Work to complete:
Pick out each line in the items below that contains the word "framed", and copy those lines.

Records to process:
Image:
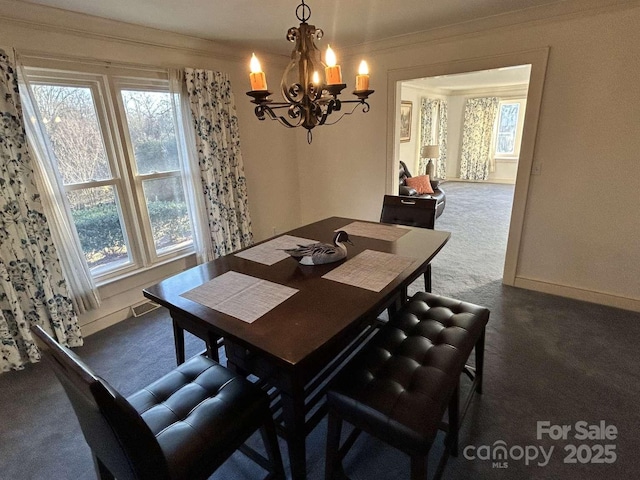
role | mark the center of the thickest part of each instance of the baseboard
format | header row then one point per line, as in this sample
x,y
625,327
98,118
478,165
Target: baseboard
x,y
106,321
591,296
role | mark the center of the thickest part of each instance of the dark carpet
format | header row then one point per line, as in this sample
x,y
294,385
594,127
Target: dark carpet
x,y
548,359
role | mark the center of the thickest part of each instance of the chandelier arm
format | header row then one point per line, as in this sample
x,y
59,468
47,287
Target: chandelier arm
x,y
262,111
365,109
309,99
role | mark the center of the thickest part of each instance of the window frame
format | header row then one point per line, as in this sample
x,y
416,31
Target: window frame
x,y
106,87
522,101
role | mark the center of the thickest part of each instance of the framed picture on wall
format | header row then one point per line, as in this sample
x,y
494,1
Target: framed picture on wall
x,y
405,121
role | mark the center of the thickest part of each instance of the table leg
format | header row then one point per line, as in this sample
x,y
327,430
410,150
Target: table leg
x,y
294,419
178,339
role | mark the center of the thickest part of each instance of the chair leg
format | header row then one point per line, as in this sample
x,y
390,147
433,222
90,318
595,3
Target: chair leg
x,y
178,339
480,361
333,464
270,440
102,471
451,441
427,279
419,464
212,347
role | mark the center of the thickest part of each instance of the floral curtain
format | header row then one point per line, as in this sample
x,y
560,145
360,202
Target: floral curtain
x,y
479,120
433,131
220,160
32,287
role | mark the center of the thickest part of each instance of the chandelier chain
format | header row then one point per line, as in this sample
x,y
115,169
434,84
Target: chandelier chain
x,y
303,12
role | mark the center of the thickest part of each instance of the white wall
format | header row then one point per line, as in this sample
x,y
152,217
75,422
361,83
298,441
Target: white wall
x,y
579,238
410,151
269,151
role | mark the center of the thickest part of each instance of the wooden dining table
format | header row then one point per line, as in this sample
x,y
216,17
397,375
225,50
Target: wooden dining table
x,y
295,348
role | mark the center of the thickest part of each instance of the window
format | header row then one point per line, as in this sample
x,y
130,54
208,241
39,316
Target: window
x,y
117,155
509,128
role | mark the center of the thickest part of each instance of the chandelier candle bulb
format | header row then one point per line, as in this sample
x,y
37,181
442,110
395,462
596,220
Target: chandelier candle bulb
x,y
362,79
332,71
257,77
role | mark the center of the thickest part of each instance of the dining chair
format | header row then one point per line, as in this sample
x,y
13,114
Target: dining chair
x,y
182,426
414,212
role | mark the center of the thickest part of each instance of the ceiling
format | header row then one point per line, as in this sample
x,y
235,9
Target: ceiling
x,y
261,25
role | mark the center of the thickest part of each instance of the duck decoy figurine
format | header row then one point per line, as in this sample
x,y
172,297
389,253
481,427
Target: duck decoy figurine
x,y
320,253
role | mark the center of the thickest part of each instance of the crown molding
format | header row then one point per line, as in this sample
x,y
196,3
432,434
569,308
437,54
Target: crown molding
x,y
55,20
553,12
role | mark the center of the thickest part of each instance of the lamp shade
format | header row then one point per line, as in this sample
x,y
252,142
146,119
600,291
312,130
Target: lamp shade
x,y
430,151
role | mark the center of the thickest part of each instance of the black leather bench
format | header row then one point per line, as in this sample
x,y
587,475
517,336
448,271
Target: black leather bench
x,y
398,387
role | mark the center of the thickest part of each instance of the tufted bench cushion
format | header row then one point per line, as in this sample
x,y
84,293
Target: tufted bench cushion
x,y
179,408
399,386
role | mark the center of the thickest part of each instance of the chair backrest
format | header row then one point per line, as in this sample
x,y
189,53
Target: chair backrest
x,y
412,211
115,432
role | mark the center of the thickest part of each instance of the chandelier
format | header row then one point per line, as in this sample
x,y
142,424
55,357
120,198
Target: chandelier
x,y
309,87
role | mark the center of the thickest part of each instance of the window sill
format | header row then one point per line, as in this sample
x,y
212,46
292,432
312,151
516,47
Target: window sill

* * *

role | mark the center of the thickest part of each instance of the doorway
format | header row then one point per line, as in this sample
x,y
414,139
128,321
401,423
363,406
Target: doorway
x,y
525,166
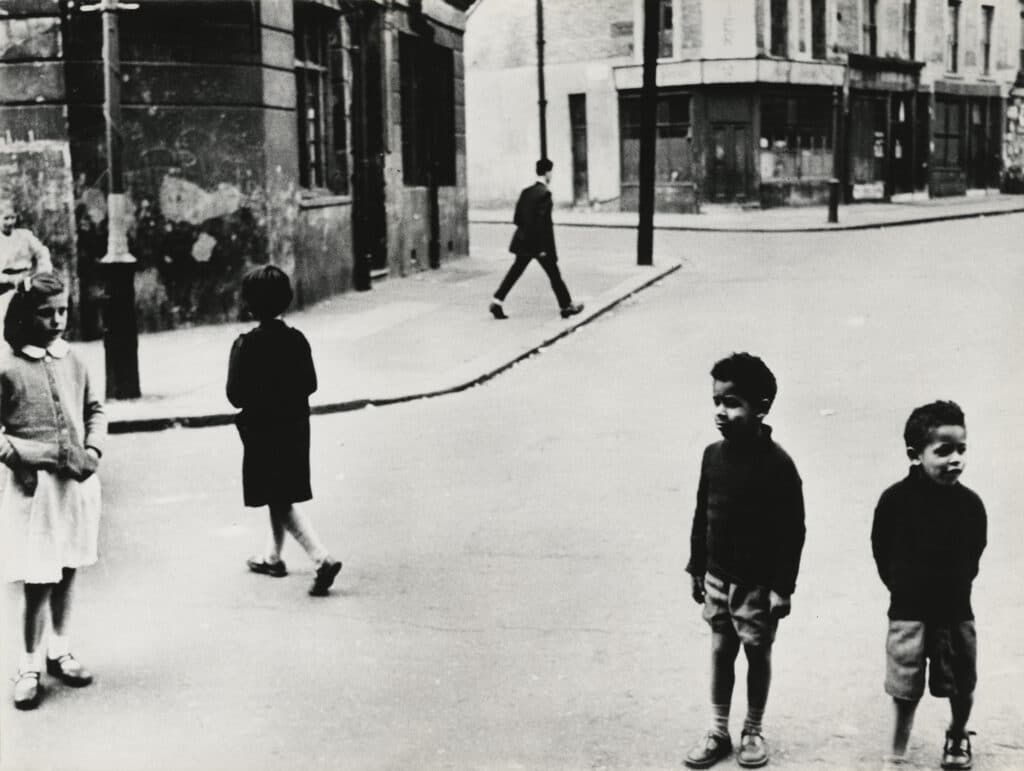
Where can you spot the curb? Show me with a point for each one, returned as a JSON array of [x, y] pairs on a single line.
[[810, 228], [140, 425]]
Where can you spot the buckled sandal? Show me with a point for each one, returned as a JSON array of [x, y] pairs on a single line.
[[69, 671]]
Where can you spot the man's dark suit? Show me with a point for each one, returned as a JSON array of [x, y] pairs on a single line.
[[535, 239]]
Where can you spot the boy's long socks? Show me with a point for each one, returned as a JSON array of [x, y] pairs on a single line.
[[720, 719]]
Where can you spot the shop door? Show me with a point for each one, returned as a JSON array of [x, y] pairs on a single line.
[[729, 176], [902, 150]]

The output:
role | mark the center of the thickest part of each instance of the framed picture on wall
Target: framed picture on wall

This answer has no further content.